(Beginning of MATERIAL FOR THIS EXERCISE)
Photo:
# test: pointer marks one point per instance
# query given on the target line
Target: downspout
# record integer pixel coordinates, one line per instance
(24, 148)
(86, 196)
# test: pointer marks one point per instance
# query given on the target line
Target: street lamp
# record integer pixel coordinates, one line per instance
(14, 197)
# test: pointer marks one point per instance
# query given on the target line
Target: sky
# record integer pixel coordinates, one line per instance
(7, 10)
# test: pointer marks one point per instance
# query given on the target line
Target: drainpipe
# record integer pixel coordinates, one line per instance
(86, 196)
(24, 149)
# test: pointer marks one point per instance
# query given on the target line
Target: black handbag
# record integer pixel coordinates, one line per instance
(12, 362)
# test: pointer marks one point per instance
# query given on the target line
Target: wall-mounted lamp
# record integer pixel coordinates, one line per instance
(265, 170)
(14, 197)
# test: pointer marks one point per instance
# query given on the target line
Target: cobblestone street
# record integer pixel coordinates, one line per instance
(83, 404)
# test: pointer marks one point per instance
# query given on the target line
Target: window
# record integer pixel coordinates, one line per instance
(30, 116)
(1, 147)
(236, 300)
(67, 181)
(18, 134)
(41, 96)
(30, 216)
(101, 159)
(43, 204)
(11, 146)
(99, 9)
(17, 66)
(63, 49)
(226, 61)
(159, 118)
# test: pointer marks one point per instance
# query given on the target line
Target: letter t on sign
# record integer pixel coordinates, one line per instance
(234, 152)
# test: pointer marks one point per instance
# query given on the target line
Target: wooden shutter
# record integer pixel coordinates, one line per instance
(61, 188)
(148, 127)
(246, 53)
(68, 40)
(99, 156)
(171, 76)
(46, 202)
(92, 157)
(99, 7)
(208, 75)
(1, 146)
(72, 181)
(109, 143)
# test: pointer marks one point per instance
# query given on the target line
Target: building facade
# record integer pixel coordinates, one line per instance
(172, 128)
(End of MATERIAL FOR THIS EXERCISE)
**WHAT NEEDS TO BE DONE:** An exact repetition of the data above is all that is needed.

**ANSWER SPACE:**
Photo:
# test: pointer marks one point per instance
# query given on the target line
Target: downspout
# record integer pixel coordinates, one line per instance
(24, 148)
(86, 196)
# test: pointer marks one point per instance
# query given on the target line
Target: street lamp
# record integer pixel coordinates, one line per instance
(14, 197)
# test: pointer marks one point per instance
# query given on the target line
Target: sky
# record integer pixel coordinates, one line per instance
(7, 10)
# test: pointer marks one point per instance
# query given on the target line
Target: drainpipe
# record integer pixel coordinates, one line per instance
(86, 196)
(24, 149)
# test: pointer marks one point per instance
# query given on the target line
Target: black handbag
# record integer pixel coordinates, one line per instance
(12, 362)
# test: pointer marks one point per instance
# query given on the target line
Target: wall-mounted lamp
# record integer pixel coordinates, one line per instance
(265, 170)
(14, 197)
# test: pointer marks one point per instance
# query given on the target line
Target: cobblestone street
# record integer pixel coordinates, one line per instance
(83, 404)
# test: pointer marks one point per instance
# query given on the target line
Target: window
# record integer pixel coordinates, one line per instance
(30, 116)
(1, 147)
(236, 300)
(67, 181)
(18, 134)
(41, 96)
(30, 216)
(101, 159)
(43, 204)
(11, 146)
(99, 9)
(17, 66)
(63, 49)
(226, 61)
(159, 118)
# test: pointer marks one point per instance
# query given on the target line
Target: letter t on sign
# record integer pixel coordinates, one line per instance
(234, 152)
# test: pointer marks one point per instance
# query given on the target line
Target: wooden shutter
# record integer pixel coordinates, one line per instance
(61, 188)
(148, 127)
(246, 53)
(68, 40)
(99, 156)
(171, 76)
(46, 202)
(92, 157)
(99, 7)
(208, 75)
(1, 146)
(72, 181)
(109, 143)
# test: pointer marks one point per instance
# query given on the target line
Target: building facade
# record integer pixel coordinates, one line per instance
(172, 128)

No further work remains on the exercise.